[Opening Source extract section]

5. Working with Care and Support Providers
5.1 Introduction
Safeguarding is everyone’s business. This section considers a range of issues about quality and safety, positive practice, safeguarding concerns and managing large scale enquiries. Partnerships between safeguarding and commissioning functions and their interdependent roles and responsibilities towards providers are explored. It is essential to know what works well to support a positive culture of cooperation and information sharing with joint accountability for risk and benefits. It identifies the role and responsibilities of the five groups that influence quality:
- Professionals and staff
- Commissioners and funders (Local authorities, CCG and NHS England)
- Regulators (CQC, Trust Development Agency, Monitor)
- The public, including adults who use services, their families and carers
- Providers - A provider for the purposes of this policy and procedure is any care or health provider who delivers support and care to a group of individuals. This would include but is not exclusive to the following:
- Domiciliary Care Providers
- Residential Care Homes
- Nursing Homes
- Supported Living
- Private hospitals
- NHS provision
- Day Care/Opportunities Providers
- Rehabilitation Units for people who misuse drugs or alcohol
- Voluntary agencies
- Respite provision
- Hospices
By working in partnership these groups can assist early identification if providers are at risk of falling standards that might lead to wider concerns and the need for safeguarding intervention. There is a clear responsibility on commissioners and providers to ensure safe, quality services that will reduce the need for safeguarding interventions.
This section is relevant to all providers not just those in the CQC inspection regime. The CQC are responsible for inspecting and monitoring providers registered under the Health and Social Care Act 2008. It has statutory powers to inspect how well services are performing against ‘Fundamental Standards’ of quality and safety, and can take proportionate enforcement action to ensure providers improve where there is poor care.

[Closing Source extract section]

* _Things to do_
• 1. In the safeguarding section, reproduce the part that opens with the words containing "5. Working with" and closes with "Development Agency, Monitor)", substituting "Inspectors" for "Regulators".
• 2. According to the safeguarding section, under which Act are the providers that the CQC inspects and monitors registered?

[Opening Recorded information section]

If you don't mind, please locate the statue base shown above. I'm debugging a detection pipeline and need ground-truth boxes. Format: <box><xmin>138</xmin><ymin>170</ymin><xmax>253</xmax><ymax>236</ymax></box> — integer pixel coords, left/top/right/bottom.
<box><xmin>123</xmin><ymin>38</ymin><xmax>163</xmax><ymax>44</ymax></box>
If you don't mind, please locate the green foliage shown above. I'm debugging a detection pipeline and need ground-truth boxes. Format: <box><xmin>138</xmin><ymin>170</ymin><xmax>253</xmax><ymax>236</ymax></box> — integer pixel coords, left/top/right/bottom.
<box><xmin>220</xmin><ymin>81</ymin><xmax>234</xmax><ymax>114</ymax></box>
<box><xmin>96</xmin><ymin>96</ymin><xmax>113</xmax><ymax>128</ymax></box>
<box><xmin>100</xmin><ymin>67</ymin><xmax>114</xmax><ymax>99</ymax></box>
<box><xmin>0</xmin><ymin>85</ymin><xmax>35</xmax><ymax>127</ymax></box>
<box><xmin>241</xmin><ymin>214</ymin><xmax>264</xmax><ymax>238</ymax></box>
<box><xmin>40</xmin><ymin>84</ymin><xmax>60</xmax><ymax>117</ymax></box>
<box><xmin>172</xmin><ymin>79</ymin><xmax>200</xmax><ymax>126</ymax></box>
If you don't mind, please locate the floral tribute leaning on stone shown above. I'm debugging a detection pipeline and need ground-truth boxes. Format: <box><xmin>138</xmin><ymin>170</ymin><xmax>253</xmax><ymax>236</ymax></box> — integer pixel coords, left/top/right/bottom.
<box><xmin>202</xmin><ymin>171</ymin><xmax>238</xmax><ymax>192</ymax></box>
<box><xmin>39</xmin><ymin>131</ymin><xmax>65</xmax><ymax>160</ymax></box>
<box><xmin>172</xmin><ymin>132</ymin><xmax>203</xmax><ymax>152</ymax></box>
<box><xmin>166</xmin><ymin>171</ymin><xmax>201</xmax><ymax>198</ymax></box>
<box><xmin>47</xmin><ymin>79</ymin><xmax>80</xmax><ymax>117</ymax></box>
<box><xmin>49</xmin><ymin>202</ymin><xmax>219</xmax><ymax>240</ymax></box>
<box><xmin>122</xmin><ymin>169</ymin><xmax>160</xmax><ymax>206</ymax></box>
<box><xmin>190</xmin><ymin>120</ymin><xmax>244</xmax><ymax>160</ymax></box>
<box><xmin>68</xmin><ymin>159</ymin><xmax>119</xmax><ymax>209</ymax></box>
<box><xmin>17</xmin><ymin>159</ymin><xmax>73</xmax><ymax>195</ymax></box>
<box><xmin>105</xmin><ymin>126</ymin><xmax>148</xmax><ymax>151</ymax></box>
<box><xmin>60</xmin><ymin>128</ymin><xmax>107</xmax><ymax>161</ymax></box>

[Closing Recorded information section]

* _Solution list_
• 1.
5. Working with Care and Support Providers
5.1 Introduction
Safeguarding is everyone’s business. This section considers a range of issues about quality and safety, positive practice, safeguarding concerns and managing large scale enquiries. Partnerships between safeguarding and commissioning functions and their interdependent roles and responsibilities towards providers are explored. It is essential to know what works well to support a positive culture of cooperation and information sharing with joint accountability for risk and benefits. It identifies the role and responsibilities of the five groups that influence quality:
- Professionals and staff
- Commissioners and funders (Local authorities, CCG and NHS England)
- Inspectors (CQC, Trust Development Agency, Monitor)

• 2. The Health and Social Care Act 2008.